[Labeled outline records]
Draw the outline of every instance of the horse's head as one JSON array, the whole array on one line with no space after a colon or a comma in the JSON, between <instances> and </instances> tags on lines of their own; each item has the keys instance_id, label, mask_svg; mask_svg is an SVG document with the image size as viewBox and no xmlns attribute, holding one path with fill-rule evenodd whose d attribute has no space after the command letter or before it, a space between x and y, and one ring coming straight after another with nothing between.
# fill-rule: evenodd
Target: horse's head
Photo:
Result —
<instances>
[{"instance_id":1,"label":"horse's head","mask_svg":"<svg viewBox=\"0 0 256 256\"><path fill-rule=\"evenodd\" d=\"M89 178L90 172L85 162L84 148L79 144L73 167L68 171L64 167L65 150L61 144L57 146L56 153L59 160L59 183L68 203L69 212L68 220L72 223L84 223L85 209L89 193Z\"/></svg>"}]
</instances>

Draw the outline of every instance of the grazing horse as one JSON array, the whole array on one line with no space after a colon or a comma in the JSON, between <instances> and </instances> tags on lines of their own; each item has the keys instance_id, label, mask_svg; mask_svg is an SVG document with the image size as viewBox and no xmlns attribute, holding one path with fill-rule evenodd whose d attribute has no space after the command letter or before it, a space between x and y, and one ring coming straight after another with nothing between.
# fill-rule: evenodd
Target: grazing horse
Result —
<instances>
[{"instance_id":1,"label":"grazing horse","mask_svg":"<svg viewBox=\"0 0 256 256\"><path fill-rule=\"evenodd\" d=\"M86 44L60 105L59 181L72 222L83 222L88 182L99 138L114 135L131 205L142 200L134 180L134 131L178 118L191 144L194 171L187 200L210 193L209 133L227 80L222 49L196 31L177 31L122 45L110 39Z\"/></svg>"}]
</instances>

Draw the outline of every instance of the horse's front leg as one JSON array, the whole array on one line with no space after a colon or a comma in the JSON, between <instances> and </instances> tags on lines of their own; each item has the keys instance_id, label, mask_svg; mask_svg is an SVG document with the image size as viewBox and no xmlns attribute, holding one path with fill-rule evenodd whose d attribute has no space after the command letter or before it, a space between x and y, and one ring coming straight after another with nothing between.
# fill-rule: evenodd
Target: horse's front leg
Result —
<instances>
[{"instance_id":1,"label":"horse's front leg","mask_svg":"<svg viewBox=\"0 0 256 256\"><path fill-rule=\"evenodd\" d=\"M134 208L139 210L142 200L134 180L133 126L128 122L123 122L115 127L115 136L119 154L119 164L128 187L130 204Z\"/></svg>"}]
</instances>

PROBLEM TO WORK ON
Reproduce the records above verbatim, starting at the line that contains "Draw the outline of every instance of the horse's front" and ending at the last line of the records.

EXERCISE RESPONSE
Draw the outline of every instance of the horse's front leg as one JSON array, the whole array on one line with no space after a colon or a comma in the JSON, between <instances> and </instances> tags on lines of their own; each item has the keys instance_id, label, mask_svg; mask_svg is an SVG document with the image size as viewBox and no xmlns attribute, holding one path with fill-rule evenodd whose d attribute has no space after the command letter or before it, a space between x and y, and one ring coming straight after another with nothing between.
# fill-rule: evenodd
Target: horse's front leg
Result —
<instances>
[{"instance_id":1,"label":"horse's front leg","mask_svg":"<svg viewBox=\"0 0 256 256\"><path fill-rule=\"evenodd\" d=\"M134 208L139 210L142 200L134 180L133 126L128 122L123 122L115 127L115 136L119 154L119 164L128 187L130 204Z\"/></svg>"}]
</instances>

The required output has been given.